**WORK TO COMPLETE:** Pick out every line in the items below that contains the string "running", and copy each of those lines. Case counts.

**GIVEN ENTRIES:**
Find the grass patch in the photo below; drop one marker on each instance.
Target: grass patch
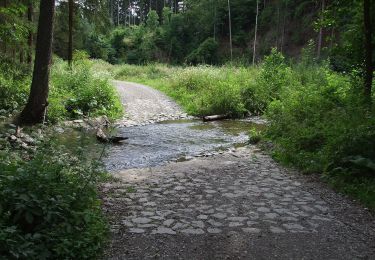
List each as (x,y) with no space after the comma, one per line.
(316,115)
(73,94)
(49,203)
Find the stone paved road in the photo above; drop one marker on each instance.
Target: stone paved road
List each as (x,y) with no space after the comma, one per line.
(144,105)
(237,205)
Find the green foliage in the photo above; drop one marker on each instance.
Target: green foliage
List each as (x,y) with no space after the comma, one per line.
(49,206)
(14,85)
(206,53)
(201,90)
(273,77)
(81,91)
(13,30)
(255,136)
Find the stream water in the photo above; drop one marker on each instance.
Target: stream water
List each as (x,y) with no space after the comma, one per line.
(178,140)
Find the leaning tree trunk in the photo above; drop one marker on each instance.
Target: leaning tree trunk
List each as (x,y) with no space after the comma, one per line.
(37,103)
(30,11)
(230,32)
(320,37)
(255,33)
(368,50)
(70,47)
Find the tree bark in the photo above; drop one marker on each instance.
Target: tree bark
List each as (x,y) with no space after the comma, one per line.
(30,11)
(230,32)
(70,47)
(368,50)
(37,103)
(255,33)
(320,37)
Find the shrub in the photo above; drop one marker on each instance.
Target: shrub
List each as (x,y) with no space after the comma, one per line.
(49,207)
(206,53)
(14,85)
(81,91)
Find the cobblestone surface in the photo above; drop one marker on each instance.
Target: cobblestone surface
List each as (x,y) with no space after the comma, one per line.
(144,105)
(236,205)
(242,193)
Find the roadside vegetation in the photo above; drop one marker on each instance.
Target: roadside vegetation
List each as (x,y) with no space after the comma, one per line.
(318,121)
(317,96)
(74,93)
(49,204)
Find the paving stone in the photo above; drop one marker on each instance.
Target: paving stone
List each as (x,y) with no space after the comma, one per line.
(276,230)
(235,224)
(164,230)
(219,215)
(263,209)
(168,222)
(293,226)
(192,231)
(141,220)
(215,223)
(198,223)
(237,219)
(271,215)
(251,230)
(136,230)
(214,230)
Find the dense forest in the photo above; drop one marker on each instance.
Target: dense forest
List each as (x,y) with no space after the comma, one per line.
(305,66)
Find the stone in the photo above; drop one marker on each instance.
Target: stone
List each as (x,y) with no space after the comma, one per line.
(271,215)
(141,220)
(198,224)
(237,219)
(263,209)
(251,230)
(219,215)
(276,230)
(192,231)
(136,230)
(163,230)
(214,223)
(204,217)
(213,230)
(168,222)
(235,224)
(294,226)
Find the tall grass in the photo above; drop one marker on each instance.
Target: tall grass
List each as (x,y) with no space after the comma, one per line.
(317,120)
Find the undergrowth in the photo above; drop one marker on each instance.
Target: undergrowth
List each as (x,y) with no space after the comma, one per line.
(74,93)
(49,207)
(317,120)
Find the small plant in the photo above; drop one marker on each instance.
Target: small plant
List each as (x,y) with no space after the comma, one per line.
(255,136)
(49,206)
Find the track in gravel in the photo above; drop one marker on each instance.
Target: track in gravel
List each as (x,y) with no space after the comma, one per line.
(236,205)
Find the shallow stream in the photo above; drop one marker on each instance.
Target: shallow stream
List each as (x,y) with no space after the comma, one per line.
(179,140)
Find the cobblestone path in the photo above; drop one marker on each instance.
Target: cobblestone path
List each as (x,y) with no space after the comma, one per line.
(235,205)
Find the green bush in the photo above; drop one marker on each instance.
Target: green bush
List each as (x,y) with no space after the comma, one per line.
(81,91)
(49,207)
(14,85)
(206,53)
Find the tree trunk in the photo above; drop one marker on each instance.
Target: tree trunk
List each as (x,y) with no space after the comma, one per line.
(255,33)
(368,50)
(30,11)
(320,38)
(70,47)
(230,32)
(37,103)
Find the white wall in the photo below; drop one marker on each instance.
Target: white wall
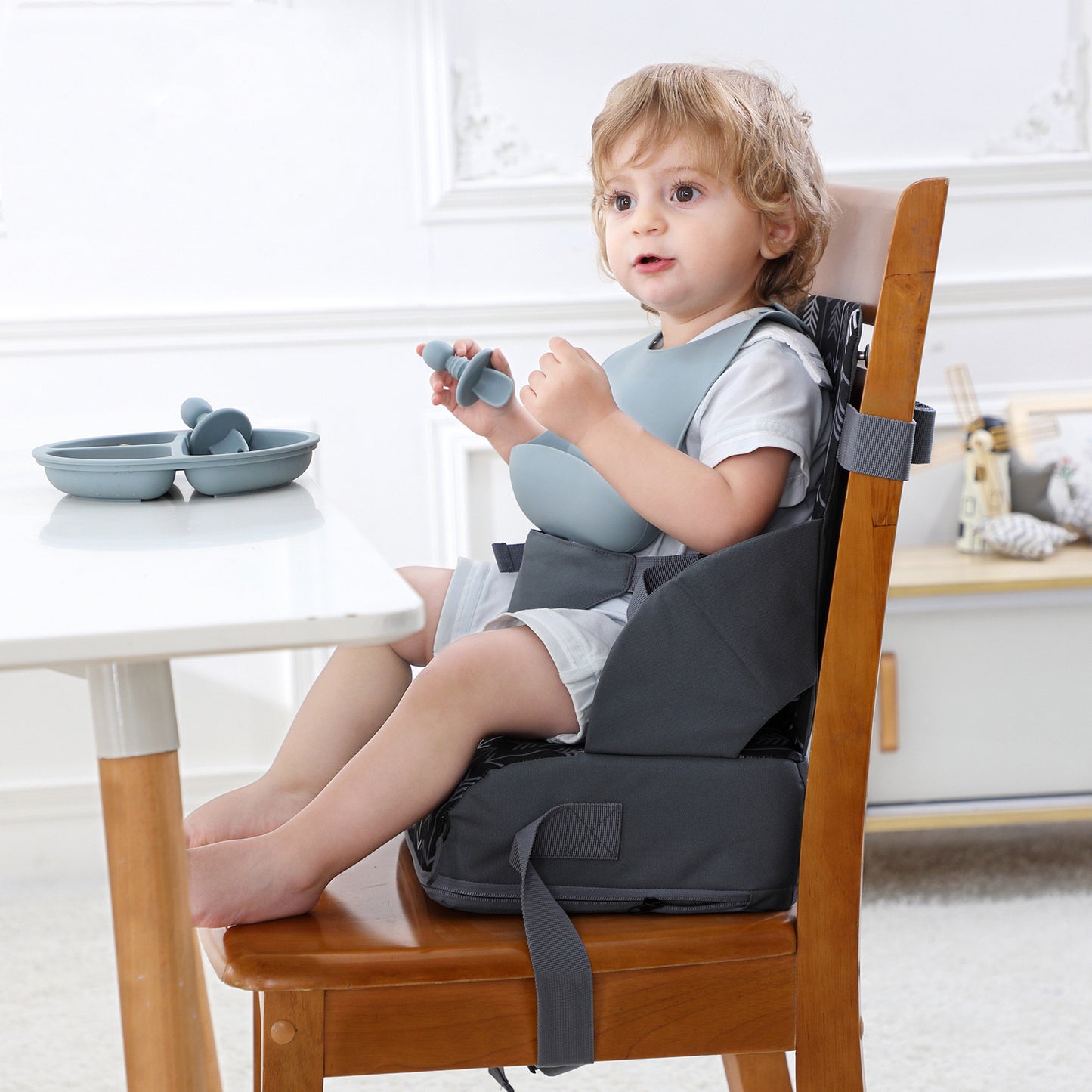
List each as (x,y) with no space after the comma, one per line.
(269,203)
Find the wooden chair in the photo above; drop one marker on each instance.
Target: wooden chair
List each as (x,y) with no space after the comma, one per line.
(378,979)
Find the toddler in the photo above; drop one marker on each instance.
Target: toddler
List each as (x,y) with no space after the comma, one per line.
(710,209)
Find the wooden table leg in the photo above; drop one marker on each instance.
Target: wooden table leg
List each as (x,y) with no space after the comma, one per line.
(164,1013)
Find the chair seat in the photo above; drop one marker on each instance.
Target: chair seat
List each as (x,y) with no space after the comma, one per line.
(375,925)
(379,949)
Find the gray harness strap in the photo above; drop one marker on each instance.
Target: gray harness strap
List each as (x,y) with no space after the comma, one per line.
(885,448)
(558,572)
(561,967)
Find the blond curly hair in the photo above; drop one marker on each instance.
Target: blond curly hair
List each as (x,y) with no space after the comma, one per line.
(745,130)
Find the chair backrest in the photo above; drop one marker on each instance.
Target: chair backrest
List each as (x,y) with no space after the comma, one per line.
(883,253)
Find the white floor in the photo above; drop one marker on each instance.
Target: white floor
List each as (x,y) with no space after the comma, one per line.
(976,974)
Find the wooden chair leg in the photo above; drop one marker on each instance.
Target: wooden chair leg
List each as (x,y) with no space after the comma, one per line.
(292,1045)
(757,1072)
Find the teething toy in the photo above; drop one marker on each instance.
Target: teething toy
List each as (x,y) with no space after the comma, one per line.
(215,432)
(474,379)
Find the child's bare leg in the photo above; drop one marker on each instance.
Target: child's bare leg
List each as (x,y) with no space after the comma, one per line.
(503,680)
(351,699)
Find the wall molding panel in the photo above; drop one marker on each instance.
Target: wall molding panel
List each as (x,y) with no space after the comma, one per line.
(1035,163)
(952,299)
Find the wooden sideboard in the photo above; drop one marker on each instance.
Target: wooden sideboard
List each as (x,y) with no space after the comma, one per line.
(984,712)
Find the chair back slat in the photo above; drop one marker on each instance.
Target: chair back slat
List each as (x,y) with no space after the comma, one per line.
(852,267)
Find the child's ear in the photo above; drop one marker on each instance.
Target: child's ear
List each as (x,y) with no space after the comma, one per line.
(779,234)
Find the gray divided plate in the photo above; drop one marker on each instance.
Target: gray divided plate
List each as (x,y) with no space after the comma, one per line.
(142,466)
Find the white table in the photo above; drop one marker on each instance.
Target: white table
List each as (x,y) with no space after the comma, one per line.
(114,591)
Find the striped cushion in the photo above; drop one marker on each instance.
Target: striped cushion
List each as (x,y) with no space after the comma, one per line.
(1018,534)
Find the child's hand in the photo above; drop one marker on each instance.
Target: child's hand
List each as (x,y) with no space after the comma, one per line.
(571,393)
(480,417)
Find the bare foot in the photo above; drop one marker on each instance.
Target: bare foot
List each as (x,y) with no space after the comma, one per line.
(250,879)
(243,812)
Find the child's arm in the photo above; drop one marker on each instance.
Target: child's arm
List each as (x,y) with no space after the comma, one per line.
(706,508)
(505,427)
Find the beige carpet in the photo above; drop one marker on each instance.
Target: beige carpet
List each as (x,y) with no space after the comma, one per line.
(976,976)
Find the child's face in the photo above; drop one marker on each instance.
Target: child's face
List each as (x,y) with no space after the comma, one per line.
(682,242)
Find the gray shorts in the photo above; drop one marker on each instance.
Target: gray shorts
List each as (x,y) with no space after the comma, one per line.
(578,641)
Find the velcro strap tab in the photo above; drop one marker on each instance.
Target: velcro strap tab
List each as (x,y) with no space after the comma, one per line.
(509,556)
(578,832)
(925,417)
(883,447)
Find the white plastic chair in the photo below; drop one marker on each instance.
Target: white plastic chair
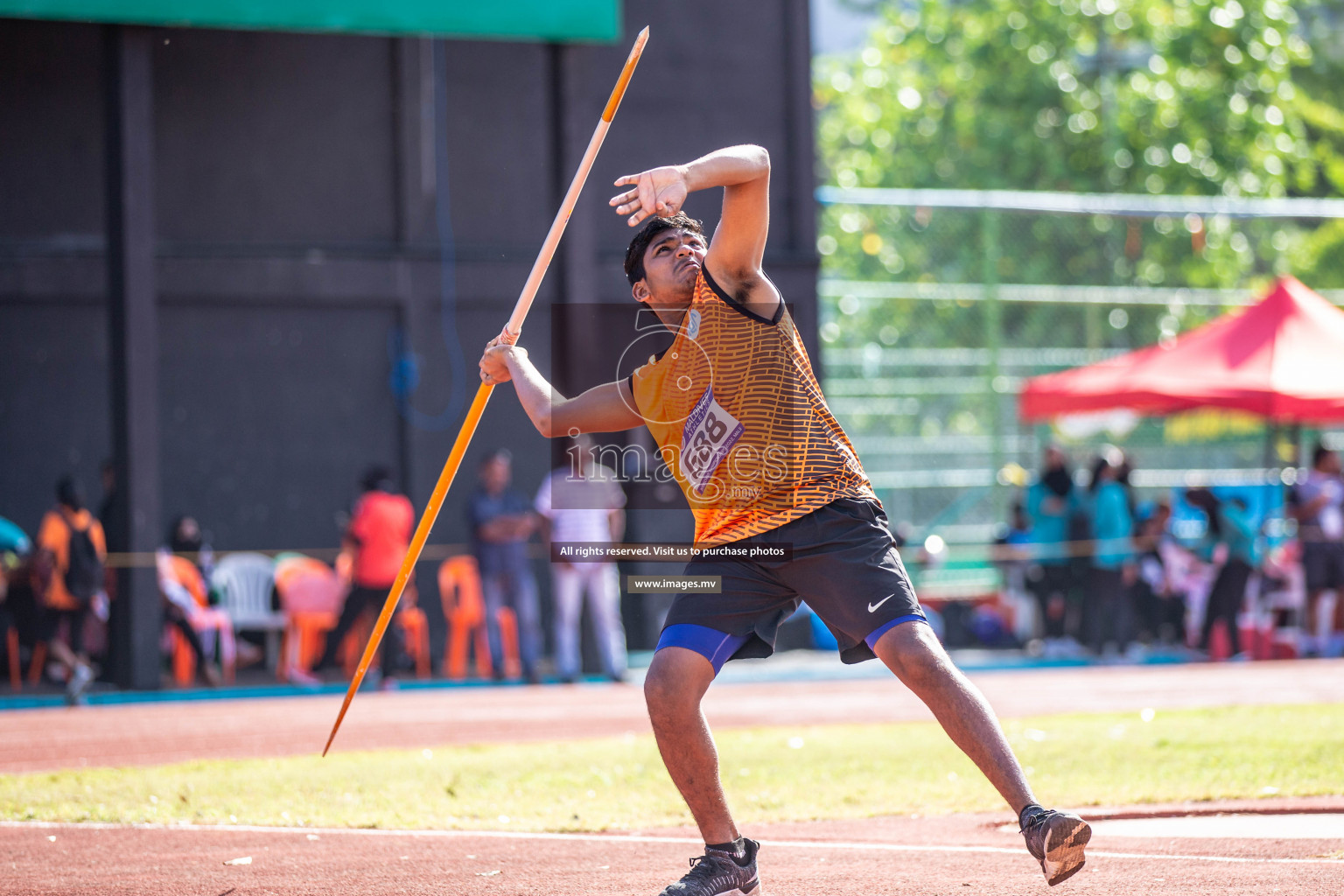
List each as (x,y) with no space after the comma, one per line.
(245,582)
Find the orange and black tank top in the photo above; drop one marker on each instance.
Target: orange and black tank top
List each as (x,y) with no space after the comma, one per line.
(741,422)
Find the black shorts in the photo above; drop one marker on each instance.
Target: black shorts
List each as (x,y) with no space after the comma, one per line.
(1323,562)
(844,564)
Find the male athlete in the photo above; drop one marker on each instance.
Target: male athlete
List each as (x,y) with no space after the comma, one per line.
(744,427)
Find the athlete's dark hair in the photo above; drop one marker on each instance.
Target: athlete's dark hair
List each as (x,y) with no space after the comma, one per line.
(652,228)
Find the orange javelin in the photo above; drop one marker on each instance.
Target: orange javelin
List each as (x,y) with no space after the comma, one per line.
(483,396)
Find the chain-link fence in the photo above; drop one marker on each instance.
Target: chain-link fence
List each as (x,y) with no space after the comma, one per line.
(938,305)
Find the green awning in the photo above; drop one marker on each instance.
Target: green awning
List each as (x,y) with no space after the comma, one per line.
(561,20)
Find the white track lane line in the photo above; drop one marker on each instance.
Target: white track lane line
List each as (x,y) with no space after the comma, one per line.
(644,838)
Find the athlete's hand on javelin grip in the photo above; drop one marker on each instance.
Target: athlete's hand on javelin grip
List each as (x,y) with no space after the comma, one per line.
(659,191)
(495,361)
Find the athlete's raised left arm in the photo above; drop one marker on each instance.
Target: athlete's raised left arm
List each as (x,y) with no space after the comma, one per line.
(738,243)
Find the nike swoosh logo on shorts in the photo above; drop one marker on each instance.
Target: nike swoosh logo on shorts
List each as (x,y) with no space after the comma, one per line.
(872,607)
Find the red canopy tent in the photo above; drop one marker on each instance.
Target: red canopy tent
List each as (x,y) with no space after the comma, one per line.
(1281,358)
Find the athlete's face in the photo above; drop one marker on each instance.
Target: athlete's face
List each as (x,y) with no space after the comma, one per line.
(671,263)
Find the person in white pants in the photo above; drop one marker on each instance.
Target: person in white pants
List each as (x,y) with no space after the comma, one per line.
(584,502)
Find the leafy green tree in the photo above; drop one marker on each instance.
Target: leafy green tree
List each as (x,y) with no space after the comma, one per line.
(1186,97)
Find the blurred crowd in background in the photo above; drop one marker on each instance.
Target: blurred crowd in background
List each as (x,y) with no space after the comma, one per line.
(300,617)
(1100,571)
(1088,570)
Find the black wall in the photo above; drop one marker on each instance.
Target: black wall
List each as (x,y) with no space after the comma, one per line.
(300,243)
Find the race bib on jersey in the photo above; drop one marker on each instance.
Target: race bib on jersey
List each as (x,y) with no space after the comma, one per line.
(709,436)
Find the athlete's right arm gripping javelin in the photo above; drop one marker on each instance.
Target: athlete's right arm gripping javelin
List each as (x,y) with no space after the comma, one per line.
(602,409)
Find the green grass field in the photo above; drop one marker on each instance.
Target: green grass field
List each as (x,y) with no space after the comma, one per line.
(772,774)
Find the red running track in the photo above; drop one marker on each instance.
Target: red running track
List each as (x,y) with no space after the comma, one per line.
(153,734)
(932,856)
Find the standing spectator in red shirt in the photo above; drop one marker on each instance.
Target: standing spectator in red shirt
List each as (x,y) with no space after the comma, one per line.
(378,536)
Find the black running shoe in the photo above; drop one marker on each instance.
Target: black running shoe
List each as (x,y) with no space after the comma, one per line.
(1057,840)
(719,872)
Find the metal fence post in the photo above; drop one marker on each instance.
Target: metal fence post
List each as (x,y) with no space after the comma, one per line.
(993,340)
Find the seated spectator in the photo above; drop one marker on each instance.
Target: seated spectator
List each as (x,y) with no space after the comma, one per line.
(376,539)
(501,522)
(72,554)
(1158,605)
(183,587)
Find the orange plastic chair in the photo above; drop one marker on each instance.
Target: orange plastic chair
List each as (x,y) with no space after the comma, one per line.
(186,574)
(414,627)
(311,595)
(464,607)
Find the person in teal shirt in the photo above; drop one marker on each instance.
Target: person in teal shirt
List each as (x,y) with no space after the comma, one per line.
(1231,526)
(1108,609)
(1050,504)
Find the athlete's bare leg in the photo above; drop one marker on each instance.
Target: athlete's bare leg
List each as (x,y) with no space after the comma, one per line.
(913,653)
(674,688)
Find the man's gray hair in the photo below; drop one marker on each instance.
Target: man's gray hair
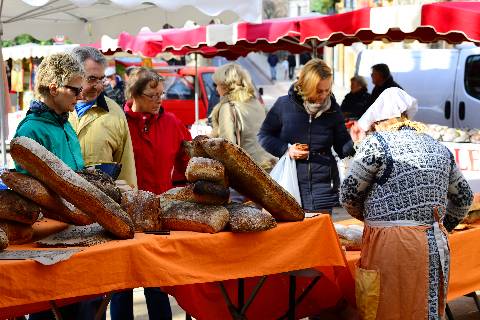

**WRITTEN SOLUTION:**
Find the red running track in the photo above; drop one marker on each instance.
Target: red running track
Find the black running shoe in the photo above; drop one marker on each instance.
Target: black running shoe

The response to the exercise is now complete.